- Instructions to follow
Starting at the line that contains "Place one pin on each instance of the bird's head, positioned", copy each line through the final one exactly as written.
━━━━━ Excerpted records
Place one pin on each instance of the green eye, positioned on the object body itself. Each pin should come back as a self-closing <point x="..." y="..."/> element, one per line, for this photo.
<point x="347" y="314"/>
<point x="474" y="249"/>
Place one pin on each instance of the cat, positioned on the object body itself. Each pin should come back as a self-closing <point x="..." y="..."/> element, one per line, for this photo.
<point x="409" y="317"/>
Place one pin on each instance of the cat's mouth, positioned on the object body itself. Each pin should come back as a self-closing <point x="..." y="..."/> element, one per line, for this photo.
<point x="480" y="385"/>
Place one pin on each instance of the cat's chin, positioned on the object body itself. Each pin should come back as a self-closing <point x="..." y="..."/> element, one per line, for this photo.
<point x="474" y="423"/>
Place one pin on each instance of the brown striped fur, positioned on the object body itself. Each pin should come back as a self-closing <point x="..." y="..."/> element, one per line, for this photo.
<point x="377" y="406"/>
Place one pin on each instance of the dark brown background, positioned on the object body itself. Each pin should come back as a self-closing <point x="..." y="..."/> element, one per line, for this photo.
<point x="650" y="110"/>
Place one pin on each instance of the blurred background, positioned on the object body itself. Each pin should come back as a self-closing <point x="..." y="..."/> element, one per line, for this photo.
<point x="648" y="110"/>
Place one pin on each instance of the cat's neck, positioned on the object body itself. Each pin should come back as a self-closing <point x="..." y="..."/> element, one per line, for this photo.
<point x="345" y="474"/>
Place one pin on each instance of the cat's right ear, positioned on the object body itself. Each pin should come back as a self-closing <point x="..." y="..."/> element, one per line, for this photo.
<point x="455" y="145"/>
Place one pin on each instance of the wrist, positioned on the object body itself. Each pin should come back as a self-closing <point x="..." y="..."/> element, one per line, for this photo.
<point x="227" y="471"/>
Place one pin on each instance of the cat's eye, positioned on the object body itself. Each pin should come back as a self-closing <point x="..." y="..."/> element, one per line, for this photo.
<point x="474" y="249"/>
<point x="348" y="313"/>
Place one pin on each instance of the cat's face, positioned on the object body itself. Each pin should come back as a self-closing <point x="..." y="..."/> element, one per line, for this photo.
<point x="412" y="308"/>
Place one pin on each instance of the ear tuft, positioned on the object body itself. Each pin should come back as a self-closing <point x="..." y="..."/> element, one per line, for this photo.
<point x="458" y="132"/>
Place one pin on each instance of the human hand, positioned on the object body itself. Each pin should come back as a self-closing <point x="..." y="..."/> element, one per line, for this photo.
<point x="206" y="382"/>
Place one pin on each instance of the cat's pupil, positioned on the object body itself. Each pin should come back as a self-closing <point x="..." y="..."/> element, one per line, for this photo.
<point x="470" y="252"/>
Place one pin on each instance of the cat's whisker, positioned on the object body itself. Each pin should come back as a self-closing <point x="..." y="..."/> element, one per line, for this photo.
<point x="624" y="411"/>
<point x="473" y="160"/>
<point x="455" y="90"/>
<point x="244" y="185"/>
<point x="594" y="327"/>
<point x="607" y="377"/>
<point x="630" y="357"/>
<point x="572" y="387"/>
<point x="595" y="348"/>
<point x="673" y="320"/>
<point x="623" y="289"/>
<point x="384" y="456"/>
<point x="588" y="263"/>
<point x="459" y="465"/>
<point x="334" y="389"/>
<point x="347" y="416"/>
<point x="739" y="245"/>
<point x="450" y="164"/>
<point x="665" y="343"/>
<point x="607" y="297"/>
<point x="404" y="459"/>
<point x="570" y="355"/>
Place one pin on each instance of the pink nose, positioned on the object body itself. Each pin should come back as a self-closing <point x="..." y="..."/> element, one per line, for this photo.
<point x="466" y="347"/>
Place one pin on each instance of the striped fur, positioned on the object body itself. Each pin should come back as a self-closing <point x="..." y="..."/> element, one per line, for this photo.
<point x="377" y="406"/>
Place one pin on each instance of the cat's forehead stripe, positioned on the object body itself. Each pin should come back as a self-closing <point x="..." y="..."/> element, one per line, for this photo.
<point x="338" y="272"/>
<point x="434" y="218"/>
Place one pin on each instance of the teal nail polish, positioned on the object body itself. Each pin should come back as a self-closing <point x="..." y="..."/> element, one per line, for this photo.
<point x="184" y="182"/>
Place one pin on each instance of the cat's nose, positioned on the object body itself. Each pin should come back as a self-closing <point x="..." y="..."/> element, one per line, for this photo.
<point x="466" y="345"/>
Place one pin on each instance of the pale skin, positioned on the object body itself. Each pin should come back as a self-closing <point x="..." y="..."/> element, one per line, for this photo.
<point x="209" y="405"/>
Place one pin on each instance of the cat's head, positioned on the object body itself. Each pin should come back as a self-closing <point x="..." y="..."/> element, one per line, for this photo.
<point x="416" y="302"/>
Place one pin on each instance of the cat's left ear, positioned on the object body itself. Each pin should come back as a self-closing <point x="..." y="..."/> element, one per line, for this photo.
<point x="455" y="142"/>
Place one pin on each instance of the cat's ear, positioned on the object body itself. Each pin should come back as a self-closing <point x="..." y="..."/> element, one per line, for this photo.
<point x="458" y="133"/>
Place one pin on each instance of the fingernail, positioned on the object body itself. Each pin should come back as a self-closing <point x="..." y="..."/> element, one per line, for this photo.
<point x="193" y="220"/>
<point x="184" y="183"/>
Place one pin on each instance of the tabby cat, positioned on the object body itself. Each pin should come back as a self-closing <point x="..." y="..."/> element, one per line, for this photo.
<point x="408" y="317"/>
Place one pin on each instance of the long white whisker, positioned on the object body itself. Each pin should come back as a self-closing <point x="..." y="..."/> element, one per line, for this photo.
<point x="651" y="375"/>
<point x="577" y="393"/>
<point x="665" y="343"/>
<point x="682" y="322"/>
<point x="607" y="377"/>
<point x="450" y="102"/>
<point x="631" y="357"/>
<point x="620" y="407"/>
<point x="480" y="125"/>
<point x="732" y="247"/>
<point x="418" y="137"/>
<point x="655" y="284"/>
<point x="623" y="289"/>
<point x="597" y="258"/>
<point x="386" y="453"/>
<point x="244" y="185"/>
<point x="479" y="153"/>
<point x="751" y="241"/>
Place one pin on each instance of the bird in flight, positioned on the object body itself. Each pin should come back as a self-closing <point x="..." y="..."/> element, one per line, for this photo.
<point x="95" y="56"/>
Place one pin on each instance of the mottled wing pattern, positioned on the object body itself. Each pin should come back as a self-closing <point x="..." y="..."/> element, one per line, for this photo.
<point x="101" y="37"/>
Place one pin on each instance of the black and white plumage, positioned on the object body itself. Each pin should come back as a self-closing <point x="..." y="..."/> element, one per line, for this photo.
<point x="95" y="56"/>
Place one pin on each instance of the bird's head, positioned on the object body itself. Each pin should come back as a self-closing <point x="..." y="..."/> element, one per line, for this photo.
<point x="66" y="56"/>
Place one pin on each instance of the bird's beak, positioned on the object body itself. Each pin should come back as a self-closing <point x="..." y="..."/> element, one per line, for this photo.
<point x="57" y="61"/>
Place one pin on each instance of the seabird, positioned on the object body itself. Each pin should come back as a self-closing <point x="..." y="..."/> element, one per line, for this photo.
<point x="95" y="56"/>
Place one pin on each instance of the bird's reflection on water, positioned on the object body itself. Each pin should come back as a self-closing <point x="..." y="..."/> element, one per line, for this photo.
━━━━━━━━━━
- Worked solution
Place one pin on each instance of the bird's head, positioned on the object body itself. Each pin should come back as a self-closing <point x="..." y="..."/> element, one per line, for this photo.
<point x="66" y="56"/>
Place one pin on each instance of the bird's beak, positioned on the object body itself. Each pin should come back as a self-closing <point x="..." y="..."/> element, one per line, for this photo.
<point x="57" y="61"/>
Place one pin on each instance of the seabird, positioned on the object body itself. Each pin should come back as a self-closing <point x="..." y="..."/> element, one per line, for this photo.
<point x="95" y="56"/>
Place one pin on each instance of the bird's reflection on water, positioned on the object body itself. Each pin should come back as a self-closing <point x="..." y="..."/> element, one per line, for this photo.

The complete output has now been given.